Tasks for this exercise:
1. From the book blog post, print the passage that begins at the words "But I did read" and ends after the words "unlike Mom's Cancer.".
2. According to the book blog post, at what time does the new job get the writer back home?

Text under study:
I've hit another of the periods when all I seem capable of posting here is lightly annotated list of books. It's not my preference, but the new job gets me out of the house at 6:40 and not back home until 20:05, so time for thinking and writing are very slim right now.
But I did read eight books this week -- all short, and mostly comics, but definitely books -- which is an improvement over my days of unemployment. And so, to keep the cosmic balance, I ended up buying eight books this week as well: also mostly comics.
Those books were:
Whatever Happened to the World of Tomorrow?, the second full-length graphic novel from Brian Fies (after Mom's Cancer, which I read way back in the misty early days of this blog when I didn't write long meandering posts about books all the time). It's about the dream of the future from the 1939 World's Fair, and it seems to be fictional, unlike Mom's Cancer.
Satellite Sam, Vol. 2 from Matt Fraction and Howard Chaykin. This is a complicated mystery story set in the world of early TV in the '50s, with lots of Chaykin dames in their over-constructed lingerie (and not much else, much of the time). I mostly enjoyed the first volume, despite admittedly not entirely understanding it.

[Natural-language object grounding data]
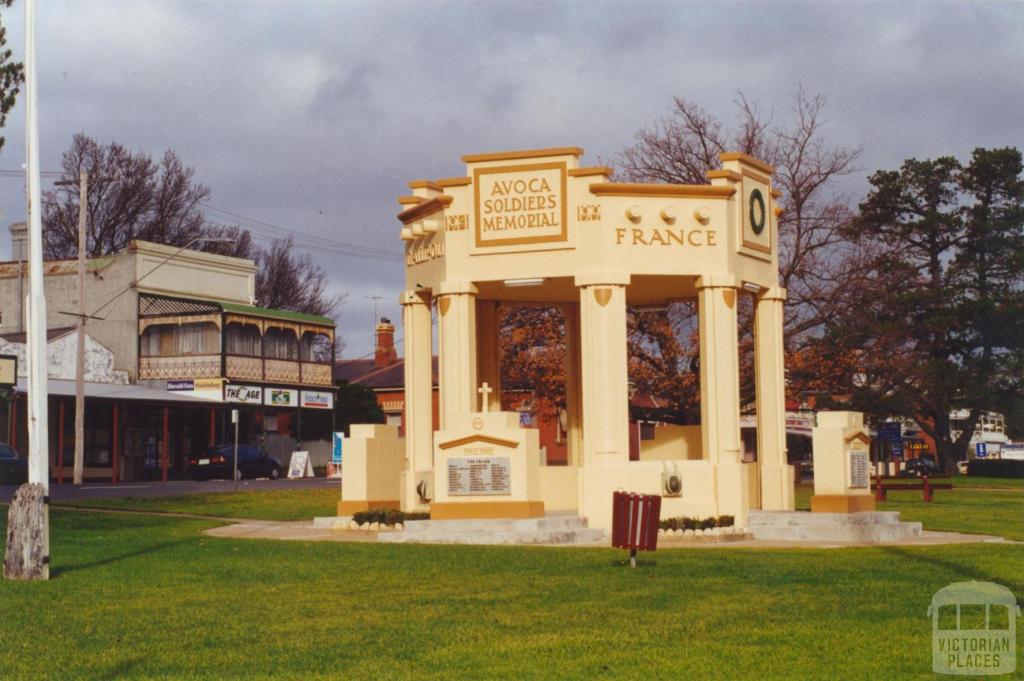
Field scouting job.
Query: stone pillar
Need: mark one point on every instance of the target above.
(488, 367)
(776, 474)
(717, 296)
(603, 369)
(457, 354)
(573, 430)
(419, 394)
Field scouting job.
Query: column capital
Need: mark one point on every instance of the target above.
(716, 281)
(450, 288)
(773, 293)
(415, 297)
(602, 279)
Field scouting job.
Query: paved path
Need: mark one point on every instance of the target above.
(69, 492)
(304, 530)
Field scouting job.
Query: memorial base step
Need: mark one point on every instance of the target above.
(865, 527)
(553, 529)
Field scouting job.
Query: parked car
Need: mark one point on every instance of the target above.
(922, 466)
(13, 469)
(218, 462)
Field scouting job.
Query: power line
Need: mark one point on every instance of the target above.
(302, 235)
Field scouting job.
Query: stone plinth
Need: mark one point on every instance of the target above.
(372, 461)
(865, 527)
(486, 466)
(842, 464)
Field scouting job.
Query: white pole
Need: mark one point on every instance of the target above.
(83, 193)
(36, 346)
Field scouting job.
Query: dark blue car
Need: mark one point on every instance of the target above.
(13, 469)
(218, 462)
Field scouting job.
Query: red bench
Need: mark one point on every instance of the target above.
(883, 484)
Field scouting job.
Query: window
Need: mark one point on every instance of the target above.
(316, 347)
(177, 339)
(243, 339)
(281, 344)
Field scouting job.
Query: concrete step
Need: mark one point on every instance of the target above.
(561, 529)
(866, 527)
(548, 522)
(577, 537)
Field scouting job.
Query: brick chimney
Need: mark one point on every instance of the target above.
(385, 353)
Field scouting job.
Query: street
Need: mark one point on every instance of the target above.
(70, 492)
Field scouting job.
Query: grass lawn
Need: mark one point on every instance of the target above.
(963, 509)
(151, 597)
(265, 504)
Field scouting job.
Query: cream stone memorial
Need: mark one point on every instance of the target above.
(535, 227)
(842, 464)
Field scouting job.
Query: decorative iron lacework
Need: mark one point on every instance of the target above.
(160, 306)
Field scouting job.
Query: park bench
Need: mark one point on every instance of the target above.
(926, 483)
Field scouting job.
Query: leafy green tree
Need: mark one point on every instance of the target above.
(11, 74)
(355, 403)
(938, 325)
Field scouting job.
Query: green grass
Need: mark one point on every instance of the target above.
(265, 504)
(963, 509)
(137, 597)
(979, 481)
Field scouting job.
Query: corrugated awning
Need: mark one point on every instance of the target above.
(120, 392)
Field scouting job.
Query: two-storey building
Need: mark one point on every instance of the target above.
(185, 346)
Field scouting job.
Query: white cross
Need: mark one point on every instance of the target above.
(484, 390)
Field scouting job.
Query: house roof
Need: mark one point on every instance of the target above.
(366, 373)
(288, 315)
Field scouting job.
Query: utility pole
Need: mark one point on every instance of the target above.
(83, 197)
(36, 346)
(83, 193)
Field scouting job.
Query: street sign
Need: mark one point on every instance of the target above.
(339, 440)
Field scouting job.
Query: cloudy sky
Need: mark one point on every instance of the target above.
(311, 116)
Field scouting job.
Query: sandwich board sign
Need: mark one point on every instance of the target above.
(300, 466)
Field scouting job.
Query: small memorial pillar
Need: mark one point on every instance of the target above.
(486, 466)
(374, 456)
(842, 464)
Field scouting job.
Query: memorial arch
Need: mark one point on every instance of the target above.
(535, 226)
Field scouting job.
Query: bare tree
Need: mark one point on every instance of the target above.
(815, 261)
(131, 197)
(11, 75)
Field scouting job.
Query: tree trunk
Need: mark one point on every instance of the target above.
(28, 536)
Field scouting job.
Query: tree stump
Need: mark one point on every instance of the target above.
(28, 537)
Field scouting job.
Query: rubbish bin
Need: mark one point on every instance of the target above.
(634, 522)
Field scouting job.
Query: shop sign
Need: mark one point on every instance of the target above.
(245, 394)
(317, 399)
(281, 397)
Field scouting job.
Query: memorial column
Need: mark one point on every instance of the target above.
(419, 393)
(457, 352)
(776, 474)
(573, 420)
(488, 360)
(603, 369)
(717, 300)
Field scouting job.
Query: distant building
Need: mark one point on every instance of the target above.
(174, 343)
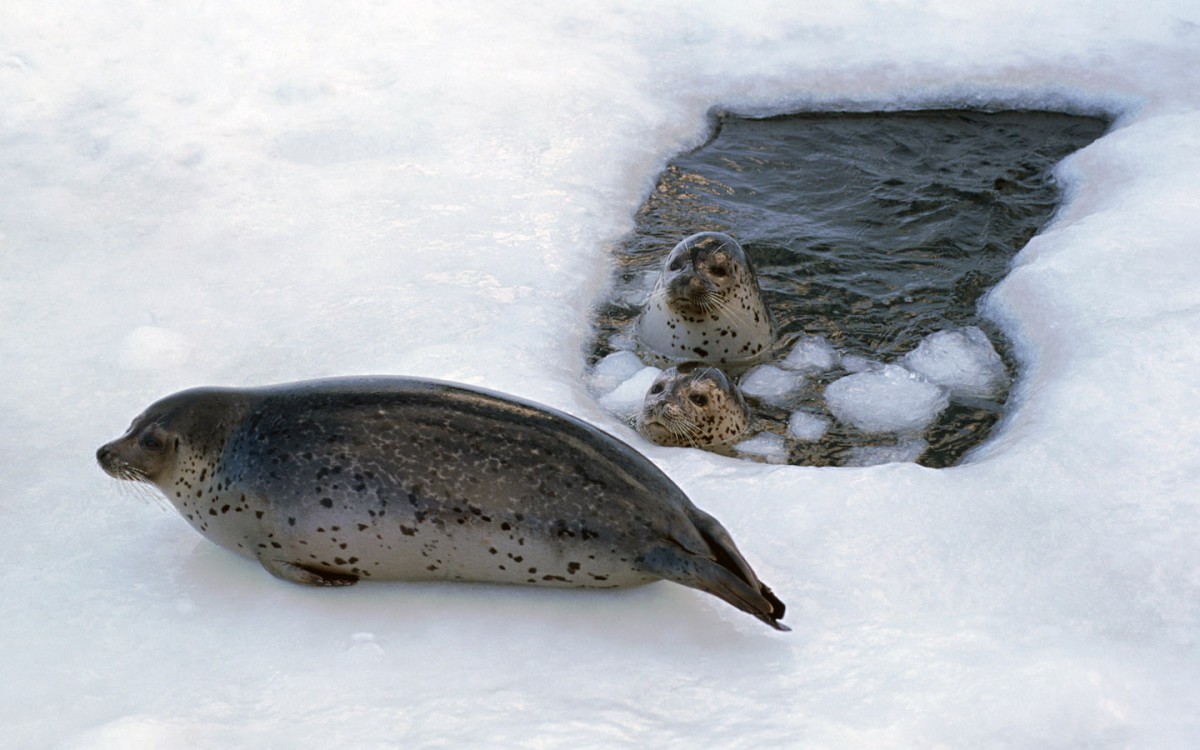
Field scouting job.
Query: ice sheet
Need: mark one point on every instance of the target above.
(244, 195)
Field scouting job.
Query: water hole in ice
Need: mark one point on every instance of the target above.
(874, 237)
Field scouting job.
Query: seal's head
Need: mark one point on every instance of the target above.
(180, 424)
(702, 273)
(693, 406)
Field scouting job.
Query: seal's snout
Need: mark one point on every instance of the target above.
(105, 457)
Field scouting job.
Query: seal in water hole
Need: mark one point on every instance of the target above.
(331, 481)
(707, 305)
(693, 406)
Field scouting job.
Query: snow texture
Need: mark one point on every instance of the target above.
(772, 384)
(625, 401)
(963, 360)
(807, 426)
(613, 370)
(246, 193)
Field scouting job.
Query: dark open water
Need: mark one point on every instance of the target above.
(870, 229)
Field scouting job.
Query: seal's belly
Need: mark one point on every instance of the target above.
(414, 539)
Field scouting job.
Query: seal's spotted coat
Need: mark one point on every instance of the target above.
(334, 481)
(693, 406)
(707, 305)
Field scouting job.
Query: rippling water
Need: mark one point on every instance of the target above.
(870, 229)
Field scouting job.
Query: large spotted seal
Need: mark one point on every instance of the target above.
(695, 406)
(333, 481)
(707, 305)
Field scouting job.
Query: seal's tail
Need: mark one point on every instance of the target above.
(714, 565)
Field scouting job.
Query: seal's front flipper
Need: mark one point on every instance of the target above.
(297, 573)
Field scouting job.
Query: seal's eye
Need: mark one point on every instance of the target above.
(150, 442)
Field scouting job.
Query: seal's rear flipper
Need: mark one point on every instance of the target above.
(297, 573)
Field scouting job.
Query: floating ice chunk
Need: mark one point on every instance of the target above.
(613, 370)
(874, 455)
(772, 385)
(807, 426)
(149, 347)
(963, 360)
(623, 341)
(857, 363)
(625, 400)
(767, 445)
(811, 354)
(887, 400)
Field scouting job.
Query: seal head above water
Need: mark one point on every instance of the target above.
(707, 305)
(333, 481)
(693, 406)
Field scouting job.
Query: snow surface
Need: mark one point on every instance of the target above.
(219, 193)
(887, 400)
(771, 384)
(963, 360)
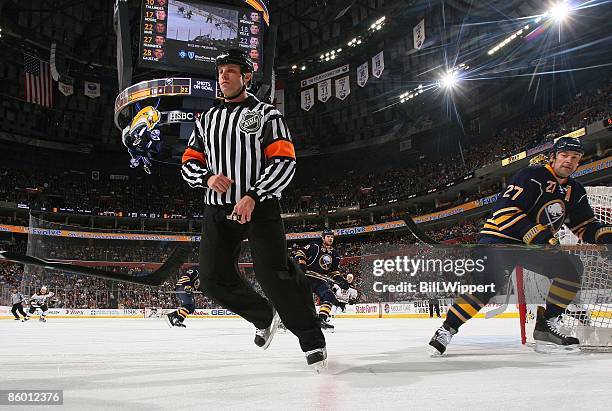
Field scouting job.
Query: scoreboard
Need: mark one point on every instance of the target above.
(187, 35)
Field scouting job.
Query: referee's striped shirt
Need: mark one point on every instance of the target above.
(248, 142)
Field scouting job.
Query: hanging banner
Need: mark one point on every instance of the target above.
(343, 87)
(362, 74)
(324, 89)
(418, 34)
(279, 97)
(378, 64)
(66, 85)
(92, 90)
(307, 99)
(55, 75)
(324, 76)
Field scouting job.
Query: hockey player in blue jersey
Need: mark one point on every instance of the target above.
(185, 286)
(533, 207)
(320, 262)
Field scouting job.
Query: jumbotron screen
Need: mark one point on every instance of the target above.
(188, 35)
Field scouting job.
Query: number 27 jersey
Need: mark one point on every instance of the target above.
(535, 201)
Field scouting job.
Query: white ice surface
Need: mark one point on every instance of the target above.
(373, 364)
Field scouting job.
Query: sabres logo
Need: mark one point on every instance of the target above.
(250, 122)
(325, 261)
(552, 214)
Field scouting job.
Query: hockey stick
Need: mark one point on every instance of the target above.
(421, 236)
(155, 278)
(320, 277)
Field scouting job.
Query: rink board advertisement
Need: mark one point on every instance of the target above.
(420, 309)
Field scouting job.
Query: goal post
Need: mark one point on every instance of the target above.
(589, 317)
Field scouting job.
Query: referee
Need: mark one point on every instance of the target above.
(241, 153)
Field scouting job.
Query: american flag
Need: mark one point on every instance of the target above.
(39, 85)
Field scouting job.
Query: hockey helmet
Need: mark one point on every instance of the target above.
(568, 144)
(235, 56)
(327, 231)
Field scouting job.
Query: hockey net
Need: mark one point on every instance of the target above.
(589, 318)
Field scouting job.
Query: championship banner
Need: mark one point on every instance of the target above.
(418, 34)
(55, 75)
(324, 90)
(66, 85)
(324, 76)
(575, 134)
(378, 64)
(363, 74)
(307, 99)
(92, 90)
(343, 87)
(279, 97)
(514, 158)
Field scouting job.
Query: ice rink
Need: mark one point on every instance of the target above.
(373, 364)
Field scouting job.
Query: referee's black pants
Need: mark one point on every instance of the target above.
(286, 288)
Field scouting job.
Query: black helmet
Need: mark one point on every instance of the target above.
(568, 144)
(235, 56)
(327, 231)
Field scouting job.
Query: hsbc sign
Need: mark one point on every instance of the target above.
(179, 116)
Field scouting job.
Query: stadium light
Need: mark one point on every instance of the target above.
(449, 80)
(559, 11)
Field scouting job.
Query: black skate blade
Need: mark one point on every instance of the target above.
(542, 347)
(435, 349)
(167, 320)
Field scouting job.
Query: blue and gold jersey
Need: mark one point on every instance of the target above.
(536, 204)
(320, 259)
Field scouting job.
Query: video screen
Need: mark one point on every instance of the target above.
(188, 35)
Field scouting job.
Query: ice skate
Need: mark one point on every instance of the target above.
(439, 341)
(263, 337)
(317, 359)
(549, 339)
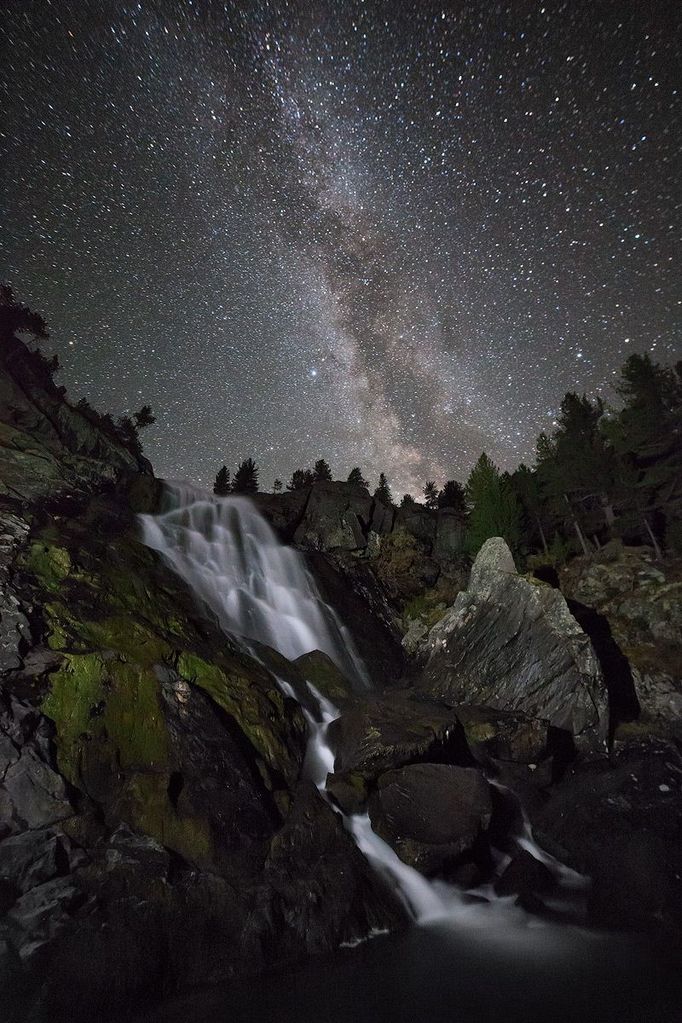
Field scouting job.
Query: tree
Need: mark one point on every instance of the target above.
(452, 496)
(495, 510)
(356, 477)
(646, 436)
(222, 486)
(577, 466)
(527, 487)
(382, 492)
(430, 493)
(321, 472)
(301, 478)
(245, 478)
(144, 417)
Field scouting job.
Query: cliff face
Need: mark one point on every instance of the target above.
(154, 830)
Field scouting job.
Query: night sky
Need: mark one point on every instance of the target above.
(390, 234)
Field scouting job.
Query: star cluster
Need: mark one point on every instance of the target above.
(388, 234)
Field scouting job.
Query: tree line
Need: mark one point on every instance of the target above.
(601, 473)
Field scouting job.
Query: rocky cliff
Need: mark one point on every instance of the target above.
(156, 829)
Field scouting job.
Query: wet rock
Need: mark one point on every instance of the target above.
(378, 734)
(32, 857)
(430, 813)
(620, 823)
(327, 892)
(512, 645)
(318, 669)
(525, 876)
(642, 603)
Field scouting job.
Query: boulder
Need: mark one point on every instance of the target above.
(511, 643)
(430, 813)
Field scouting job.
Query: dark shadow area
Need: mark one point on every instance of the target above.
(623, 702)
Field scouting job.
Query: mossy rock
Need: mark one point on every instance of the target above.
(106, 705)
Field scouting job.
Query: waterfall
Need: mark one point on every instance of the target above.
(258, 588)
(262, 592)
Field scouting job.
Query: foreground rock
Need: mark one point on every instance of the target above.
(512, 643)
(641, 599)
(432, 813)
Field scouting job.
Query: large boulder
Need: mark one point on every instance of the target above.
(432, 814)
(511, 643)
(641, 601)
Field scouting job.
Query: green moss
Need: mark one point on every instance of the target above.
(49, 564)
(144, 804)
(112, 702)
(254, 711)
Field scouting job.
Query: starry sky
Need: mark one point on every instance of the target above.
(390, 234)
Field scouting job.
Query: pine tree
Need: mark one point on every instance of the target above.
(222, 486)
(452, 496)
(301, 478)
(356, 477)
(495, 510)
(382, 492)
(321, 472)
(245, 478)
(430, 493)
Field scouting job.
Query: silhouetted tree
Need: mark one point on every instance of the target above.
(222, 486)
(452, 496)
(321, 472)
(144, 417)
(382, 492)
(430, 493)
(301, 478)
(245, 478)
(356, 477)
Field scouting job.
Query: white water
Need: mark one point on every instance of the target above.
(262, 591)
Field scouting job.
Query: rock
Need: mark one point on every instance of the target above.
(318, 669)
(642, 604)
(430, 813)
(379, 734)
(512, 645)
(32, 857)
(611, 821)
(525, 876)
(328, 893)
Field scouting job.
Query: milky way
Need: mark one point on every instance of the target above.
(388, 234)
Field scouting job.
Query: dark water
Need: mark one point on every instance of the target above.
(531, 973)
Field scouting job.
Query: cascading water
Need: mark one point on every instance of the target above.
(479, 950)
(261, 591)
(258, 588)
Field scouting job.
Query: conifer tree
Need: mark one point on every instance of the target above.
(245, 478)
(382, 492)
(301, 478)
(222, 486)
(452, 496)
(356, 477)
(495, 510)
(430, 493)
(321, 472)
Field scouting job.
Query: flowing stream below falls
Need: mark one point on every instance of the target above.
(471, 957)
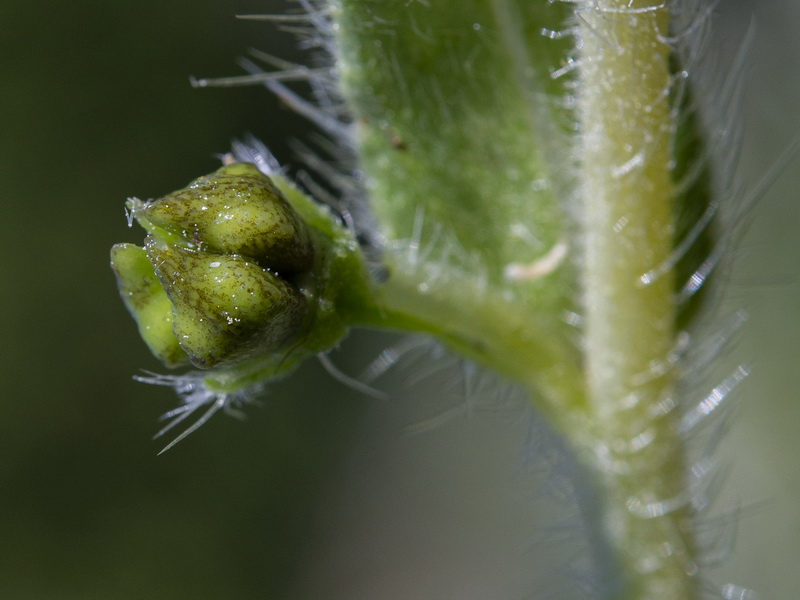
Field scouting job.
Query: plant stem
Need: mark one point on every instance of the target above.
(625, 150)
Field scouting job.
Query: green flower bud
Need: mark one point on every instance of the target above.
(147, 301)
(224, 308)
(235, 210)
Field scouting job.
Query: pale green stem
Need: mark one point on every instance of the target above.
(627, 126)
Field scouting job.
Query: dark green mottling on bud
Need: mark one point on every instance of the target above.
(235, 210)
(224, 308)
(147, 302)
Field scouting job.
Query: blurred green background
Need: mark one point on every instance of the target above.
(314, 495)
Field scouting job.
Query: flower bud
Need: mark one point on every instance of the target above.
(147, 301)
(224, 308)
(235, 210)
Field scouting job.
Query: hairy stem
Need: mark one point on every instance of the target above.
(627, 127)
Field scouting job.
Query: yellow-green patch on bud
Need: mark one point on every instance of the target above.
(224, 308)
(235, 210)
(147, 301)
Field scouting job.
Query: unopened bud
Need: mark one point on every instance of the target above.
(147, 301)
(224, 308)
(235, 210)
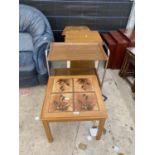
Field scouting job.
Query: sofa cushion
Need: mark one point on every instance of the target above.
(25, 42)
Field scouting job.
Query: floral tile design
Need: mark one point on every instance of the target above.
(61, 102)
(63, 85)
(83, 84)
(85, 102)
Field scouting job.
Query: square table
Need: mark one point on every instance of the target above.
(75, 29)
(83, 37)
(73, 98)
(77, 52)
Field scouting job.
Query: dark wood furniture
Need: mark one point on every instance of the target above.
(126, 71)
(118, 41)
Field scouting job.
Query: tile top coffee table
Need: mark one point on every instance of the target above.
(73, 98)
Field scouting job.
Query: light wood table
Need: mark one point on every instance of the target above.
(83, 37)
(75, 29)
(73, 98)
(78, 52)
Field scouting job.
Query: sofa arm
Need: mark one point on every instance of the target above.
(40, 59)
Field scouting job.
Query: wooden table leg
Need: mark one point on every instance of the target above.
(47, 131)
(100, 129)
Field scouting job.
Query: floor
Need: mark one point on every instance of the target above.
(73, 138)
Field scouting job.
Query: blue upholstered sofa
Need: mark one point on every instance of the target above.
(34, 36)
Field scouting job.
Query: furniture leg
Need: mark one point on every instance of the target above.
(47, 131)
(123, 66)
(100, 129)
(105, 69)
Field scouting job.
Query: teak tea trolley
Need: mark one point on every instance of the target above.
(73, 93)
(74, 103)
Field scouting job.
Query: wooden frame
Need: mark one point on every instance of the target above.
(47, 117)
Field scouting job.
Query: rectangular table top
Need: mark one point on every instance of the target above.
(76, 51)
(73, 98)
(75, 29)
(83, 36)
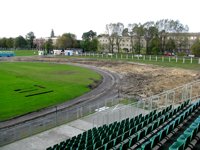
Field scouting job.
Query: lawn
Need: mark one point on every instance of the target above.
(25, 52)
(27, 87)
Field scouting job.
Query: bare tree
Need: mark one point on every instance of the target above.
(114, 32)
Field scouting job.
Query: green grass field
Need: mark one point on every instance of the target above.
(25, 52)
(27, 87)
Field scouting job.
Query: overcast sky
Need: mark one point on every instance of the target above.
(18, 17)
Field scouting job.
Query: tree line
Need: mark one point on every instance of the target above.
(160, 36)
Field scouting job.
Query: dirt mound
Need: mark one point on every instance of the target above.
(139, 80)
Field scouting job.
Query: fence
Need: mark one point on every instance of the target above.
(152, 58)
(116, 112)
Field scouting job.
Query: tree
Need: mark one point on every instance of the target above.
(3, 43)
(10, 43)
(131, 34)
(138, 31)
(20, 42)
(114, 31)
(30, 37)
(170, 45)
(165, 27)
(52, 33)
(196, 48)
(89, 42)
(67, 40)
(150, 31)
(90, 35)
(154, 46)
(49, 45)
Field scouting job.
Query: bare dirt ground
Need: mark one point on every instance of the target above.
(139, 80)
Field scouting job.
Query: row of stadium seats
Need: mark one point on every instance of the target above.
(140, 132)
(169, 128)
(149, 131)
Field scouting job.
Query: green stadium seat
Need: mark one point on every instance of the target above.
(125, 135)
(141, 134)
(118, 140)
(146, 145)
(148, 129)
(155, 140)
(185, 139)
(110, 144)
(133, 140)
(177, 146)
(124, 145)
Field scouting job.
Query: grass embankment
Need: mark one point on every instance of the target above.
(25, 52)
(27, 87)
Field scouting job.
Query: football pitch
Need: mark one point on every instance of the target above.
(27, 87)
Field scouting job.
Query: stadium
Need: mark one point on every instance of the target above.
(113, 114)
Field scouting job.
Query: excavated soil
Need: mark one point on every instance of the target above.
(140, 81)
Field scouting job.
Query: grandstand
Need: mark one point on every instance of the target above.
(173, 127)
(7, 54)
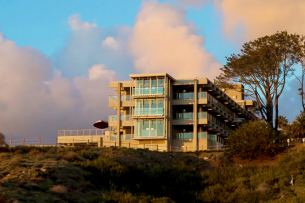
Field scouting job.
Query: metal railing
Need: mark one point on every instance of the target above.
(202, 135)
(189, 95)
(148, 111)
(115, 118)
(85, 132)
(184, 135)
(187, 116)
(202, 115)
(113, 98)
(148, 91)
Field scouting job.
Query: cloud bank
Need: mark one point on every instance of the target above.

Solutions to the exercise:
1.
But I did read eight books this week -- all short, and mostly comics, but definitely books -- which is an improvement over my days of unemployment. And so, to keep the cosmic balance, I ended up buying eight books this week as well: also mostly comics.
Those books were:
Whatever Happened to the World of Tomorrow?, the second full-length graphic novel from Brian Fies (after Mom's Cancer, which I read way back in the misty early days of this blog when I didn't write long meandering posts about books all the time). It's about the dream of the future from the 1939 World's Fair, and it seems to be fictional, unlike Mom's Cancer.

2. 20:05